→ **PROBLEM DETAILS**
Scan the lines below for the string "find" and copy every one that has it.

>>>

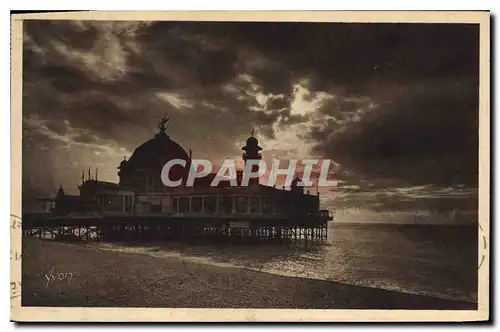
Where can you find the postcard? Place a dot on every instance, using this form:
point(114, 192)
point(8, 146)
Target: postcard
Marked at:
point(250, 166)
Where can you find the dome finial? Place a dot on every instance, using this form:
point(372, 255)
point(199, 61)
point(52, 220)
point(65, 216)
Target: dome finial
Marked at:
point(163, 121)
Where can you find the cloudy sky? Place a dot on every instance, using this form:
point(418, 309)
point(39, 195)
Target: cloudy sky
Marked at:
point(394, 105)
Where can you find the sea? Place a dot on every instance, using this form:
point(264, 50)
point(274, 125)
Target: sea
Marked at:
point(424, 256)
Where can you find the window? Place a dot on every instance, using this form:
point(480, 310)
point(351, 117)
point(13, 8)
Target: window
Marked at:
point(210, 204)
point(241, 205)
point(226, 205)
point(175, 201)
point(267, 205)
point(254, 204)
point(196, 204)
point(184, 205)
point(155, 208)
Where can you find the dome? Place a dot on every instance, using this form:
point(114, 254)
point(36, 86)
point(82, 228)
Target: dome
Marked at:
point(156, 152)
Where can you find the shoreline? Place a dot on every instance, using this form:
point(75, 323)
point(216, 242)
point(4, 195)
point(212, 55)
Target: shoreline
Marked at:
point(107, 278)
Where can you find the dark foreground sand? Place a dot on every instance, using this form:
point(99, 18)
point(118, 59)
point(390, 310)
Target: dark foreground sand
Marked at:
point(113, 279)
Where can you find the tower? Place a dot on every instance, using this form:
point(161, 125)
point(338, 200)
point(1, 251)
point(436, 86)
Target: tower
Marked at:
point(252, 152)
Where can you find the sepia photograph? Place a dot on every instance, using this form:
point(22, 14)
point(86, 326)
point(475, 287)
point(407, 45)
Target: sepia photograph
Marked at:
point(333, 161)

<<<

→ **YOUR SOLUTION**
Where can you find the postcard? Place a dot on every instance, using this form:
Where can you find the dome finial? Place a dot on every instance, using this form:
Where can you find the cloudy sky? Place a dot on every instance, using this form:
Where can you find the sea? Place a dot on every instance, using this form:
Where can you find the window? Place a dot on every instance, using this form:
Where can you find the dome? Place a dot on every instance, using this form:
Where can you find the shoreline? Place a dot on every instance, using this form:
Where can you find the dark foreground sand? Place a dot on every instance, using this form:
Where can you find the tower? Place a dot on every instance, using this form:
Where can you find the sepia photograph? Place a dot on every instance, using this form:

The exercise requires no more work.